:: Supplied information
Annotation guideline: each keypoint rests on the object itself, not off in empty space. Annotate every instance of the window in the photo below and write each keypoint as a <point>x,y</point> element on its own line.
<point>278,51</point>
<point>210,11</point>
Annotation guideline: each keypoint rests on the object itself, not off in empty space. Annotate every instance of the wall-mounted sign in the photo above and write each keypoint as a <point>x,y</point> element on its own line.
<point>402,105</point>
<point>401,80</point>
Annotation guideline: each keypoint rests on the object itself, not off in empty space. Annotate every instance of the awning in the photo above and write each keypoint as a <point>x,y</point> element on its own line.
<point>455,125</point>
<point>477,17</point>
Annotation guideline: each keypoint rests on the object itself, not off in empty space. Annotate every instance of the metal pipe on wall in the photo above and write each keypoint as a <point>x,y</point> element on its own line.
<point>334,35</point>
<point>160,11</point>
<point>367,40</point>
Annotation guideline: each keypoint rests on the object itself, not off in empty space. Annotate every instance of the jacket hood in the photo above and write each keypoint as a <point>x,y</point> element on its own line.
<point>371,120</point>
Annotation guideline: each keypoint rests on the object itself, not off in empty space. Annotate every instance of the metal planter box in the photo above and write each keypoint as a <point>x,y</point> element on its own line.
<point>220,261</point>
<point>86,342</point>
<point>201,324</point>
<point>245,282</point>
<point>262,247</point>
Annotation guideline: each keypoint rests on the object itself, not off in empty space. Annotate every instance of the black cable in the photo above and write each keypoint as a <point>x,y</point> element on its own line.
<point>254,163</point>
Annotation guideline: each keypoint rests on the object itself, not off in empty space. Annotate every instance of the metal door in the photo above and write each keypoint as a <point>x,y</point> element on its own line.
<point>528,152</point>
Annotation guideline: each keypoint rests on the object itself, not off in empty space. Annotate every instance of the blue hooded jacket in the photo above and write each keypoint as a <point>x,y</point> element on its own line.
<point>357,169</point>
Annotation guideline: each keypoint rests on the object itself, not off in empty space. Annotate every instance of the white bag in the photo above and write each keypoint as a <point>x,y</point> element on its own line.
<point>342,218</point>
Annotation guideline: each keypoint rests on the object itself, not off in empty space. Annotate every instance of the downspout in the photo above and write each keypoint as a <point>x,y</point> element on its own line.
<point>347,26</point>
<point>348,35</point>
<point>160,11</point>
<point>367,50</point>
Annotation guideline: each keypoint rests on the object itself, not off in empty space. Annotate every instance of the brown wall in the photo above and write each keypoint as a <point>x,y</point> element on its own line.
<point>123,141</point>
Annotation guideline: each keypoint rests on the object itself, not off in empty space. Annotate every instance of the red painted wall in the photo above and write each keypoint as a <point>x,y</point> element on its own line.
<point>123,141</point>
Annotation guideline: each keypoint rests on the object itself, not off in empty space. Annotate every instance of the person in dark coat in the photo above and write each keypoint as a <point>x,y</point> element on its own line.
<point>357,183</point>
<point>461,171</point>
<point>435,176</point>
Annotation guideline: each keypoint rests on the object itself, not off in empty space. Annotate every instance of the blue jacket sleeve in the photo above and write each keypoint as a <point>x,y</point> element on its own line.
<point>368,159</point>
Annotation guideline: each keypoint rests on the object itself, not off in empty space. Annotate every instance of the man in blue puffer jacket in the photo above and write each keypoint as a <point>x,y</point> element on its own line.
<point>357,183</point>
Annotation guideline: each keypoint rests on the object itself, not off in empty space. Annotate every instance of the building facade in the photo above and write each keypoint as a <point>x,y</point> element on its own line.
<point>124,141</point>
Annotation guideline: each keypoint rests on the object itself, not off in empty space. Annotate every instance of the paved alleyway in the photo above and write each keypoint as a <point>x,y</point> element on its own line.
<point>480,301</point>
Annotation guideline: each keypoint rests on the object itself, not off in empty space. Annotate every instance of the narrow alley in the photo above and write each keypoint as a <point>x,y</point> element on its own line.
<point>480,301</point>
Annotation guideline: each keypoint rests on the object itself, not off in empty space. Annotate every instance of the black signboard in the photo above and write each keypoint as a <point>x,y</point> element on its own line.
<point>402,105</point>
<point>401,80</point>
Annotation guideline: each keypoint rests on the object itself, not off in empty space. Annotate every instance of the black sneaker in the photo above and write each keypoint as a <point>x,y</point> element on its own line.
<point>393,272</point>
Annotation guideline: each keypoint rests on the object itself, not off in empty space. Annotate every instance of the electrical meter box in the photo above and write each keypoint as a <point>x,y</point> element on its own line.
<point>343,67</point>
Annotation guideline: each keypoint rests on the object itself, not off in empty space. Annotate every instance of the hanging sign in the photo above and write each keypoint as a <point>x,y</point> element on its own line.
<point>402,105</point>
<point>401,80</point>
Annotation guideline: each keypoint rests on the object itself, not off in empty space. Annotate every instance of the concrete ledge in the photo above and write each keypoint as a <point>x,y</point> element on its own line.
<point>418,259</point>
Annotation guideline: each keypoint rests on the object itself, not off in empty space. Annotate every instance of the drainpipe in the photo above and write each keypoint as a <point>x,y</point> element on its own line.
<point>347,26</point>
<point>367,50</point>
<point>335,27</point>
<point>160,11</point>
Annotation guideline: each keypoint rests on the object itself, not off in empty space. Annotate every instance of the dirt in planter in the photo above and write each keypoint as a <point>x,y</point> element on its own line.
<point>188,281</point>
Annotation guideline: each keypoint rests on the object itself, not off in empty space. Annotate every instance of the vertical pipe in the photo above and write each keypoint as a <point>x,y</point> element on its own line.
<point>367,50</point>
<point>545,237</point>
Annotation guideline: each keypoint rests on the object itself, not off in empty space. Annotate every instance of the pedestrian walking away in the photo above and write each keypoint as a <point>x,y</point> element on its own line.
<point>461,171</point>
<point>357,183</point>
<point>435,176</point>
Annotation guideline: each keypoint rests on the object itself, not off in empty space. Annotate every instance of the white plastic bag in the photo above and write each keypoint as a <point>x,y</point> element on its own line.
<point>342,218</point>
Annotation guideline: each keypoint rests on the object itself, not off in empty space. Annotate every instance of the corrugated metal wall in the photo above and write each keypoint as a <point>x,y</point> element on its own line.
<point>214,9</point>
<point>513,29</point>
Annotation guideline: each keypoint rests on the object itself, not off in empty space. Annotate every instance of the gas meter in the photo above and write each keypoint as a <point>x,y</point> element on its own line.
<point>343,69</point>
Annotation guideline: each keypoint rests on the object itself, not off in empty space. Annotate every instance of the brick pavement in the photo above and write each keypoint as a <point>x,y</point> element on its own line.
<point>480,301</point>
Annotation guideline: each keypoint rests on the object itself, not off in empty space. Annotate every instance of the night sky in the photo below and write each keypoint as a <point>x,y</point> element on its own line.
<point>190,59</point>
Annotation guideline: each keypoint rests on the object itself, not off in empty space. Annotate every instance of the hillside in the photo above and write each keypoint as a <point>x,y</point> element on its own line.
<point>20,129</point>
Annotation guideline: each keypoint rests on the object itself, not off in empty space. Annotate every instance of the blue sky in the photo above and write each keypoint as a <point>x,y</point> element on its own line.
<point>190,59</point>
::::
Exercise brief:
Could you write out all of the material above again, substituting "Labeling rule" for every "Annotation guideline" and changing nothing else?

Problem solution:
Labeling rule: each keypoint rests on the object itself, not off in empty space. Annotate every instance of the window in the photo below and write each keypoint as a <point>x,y</point> element on its own line.
<point>278,51</point>
<point>210,11</point>
Labeling rule: each keypoint rests on the object itself, not off in empty space. Annotate every instance of the wall-mounted sign in the photo above and write each keypoint as a <point>x,y</point> element on its own line.
<point>402,105</point>
<point>401,80</point>
Labeling rule: each keypoint rests on the object itself, not off in empty space. Annotate every instance of the awning in the photo above and write each keypoint as a <point>x,y</point> element on its own line.
<point>455,125</point>
<point>477,17</point>
Labeling rule: each keypoint rests on the object itself, not off in empty space. Annotate every instance of the metal pipe on wall in the photo above and write each keypoint as a <point>x,y</point> element on its own line.
<point>334,35</point>
<point>160,11</point>
<point>367,40</point>
Labeling rule: each keypoint rests on the object itself, not off in empty space. Annotate every instance of the jacket hood in the photo above and write each keypoint as a <point>x,y</point> element on its own line.
<point>371,120</point>
Labeling rule: each keypoint rests on the object itself, not off in empty space. Annotate every instance of the metal planter box in the photo above and write each keypoint as a <point>x,y</point> element on its own line.
<point>220,261</point>
<point>86,342</point>
<point>201,324</point>
<point>245,282</point>
<point>262,247</point>
Labeling rule: each keypoint rests on the object itself, not off in empty space. Annotate every instance of the black cable in the photo above and write each keypoint as a <point>x,y</point> element on its own line.
<point>254,163</point>
Labeling rule: each keypoint rests on the object itself, not off in empty space. Annotate every instance of the metal door in the photo above and write each keypoint as a <point>x,y</point> element on its own line.
<point>528,152</point>
Labeling rule: each keypoint rests on the object itself, not off in empty space. Annotate every instance of the blue hooded jacket in the photo above and write each keypoint as a <point>x,y</point> element on its own line.
<point>357,169</point>
Labeling rule: each keypoint rests on the object itself, not off in empty space. Annotate every instance of the white bag in the photo above and write each keypoint as a <point>x,y</point> element on its own line.
<point>342,218</point>
Labeling rule: each keypoint rests on the object itself, not off in empty space. Annotate every instance of the downspout in the photo above and write each keypoint as a <point>x,y</point> element on its own line.
<point>347,26</point>
<point>348,35</point>
<point>160,11</point>
<point>367,50</point>
Labeling rule: each keypoint rests on the object itself, not off in empty space. Annotate every instance of the brown wall in the photo above and write each keypoint as a <point>x,y</point> element on its own line.
<point>123,141</point>
Labeling rule: each keypoint rests on the object itself, not off in empty space. Annotate every instance of the red painted wall in the photo above and write each keypoint as a <point>x,y</point> element on its own line.
<point>123,141</point>
Labeling rule: each keypoint rests on the object itself, not off in empty space. Annotate every instance of the person in dark coat in the photo above and write each keypoint as a <point>x,y</point> element on its own line.
<point>357,183</point>
<point>461,171</point>
<point>435,176</point>
Labeling rule: each keypoint rests on the object itself, not off in empty space. Annotate every instance of the blue jacket sleeve in the photo above and write each keypoint as a <point>x,y</point> element on its own line.
<point>368,159</point>
Labeling rule: each keypoint rests on the object itself, not off in empty space. Annotate every instance of the man in blue puffer jacket in the photo above and write each keypoint as a <point>x,y</point> element on its own line.
<point>357,183</point>
Labeling rule: each keypoint rests on the object itself, not off in empty space. Annotate every instance of the building facade in the photo above and write each keypoint as a <point>x,y</point> element on its own line.
<point>124,141</point>
Labeling rule: each keypoint rests on the object itself, not off in empty space. Annotate every instance of the paved alleyway in the photo above and write each keypoint as a <point>x,y</point> element on its own line.
<point>480,301</point>
Labeling rule: each keypoint rests on the object itself, not off in empty space. Annotate every instance of the narrow alley in the photo above and write each keypoint as a <point>x,y</point> element on its own line.
<point>480,301</point>
Labeling rule: each keypoint rests on the object itself, not off in empty space. Annotate every instance of the black signboard in the photo above and write each keypoint as a <point>x,y</point> element on its own line.
<point>402,105</point>
<point>401,80</point>
Labeling rule: each keypoint rests on the object itself, not off in empty space. Annotate every instance of the black sneaker in the photo above and write each keypoint as a <point>x,y</point> element on its own line.
<point>393,272</point>
Labeling rule: each keypoint rests on the object itself, not off in empty space. Annotate every instance of the electrical meter box in the photo above and write each keypoint as a <point>x,y</point> element on its own line.
<point>343,67</point>
Labeling rule: each keypoint rests on the object itself, not off in empty space. Annotate every instance of the hanging sign in the photo above and write each keypoint as a <point>x,y</point> element on its own line.
<point>402,105</point>
<point>401,80</point>
Labeling rule: each keypoint rests on the object itself, not off in empty space. Annotate every instance of the concrete ledge in the photo above and write each keypoint as a <point>x,y</point> element on its own line.
<point>418,259</point>
Labeling rule: each keypoint rests on the object itself, not off in empty space. Annotate every instance of the drainpipe in the photo above and write each keypoint as a <point>x,y</point> element on its own line.
<point>347,26</point>
<point>367,50</point>
<point>335,27</point>
<point>160,11</point>
Labeling rule: each keypoint rests on the object itself, not off in empty space. Annotate every instance of the dirt in planter in the photo above and write each keypoint as a <point>x,y</point> element on its own line.
<point>188,281</point>
Labeling rule: each keypoint rests on the object itself, not off in empty space. Annotate every instance of the vertical pipe in the photo above and write each keypoint as a <point>x,y</point> element on its own line.
<point>367,50</point>
<point>545,237</point>
Labeling rule: each keypoint rests on the object itself, not off in empty space. Annotate every instance of the pedestrian walking away in the photo above and write each keypoint as a <point>x,y</point> element on its own line.
<point>461,171</point>
<point>357,183</point>
<point>435,176</point>
Labeling rule: each keypoint rests on the object itself, not off in empty space. Annotate every instance of the white plastic bag in the photo above and write each keypoint as a <point>x,y</point> element on its own line.
<point>342,218</point>
Labeling rule: each keypoint rests on the object itself, not off in empty space. Annotate every instance of the corrugated metal wall in the photo above and write each keypoint as a <point>x,y</point> element on its own line.
<point>214,9</point>
<point>513,29</point>
Labeling rule: each keypoint rests on the object itself, not off in empty space. Annotate every instance of the gas meter in the photo above and write each keypoint as a <point>x,y</point> element on its own line.
<point>343,69</point>
Labeling rule: each keypoint rests on the object itself, not off in empty space. Annotate every instance of the brick pavement in the photo above and write each keypoint as a <point>x,y</point> element on its own line.
<point>480,301</point>
Labeling rule: each keypoint rests on the object itself, not off in empty space. Annotate every instance of the night sky in the photo below and write each keypoint as a <point>x,y</point> element on its own line.
<point>190,59</point>
Labeling rule: each keypoint rests on the object itself, not off in empty space. Annotate every instance of the hillside in the photo above and write each keypoint as a <point>x,y</point> element on its own line.
<point>20,129</point>
Labeling rule: each keypoint rests on the object itself, not off in empty space. Annotate every instance of the blue sky in the photo above and write each keypoint as a <point>x,y</point> element on its own line.
<point>190,59</point>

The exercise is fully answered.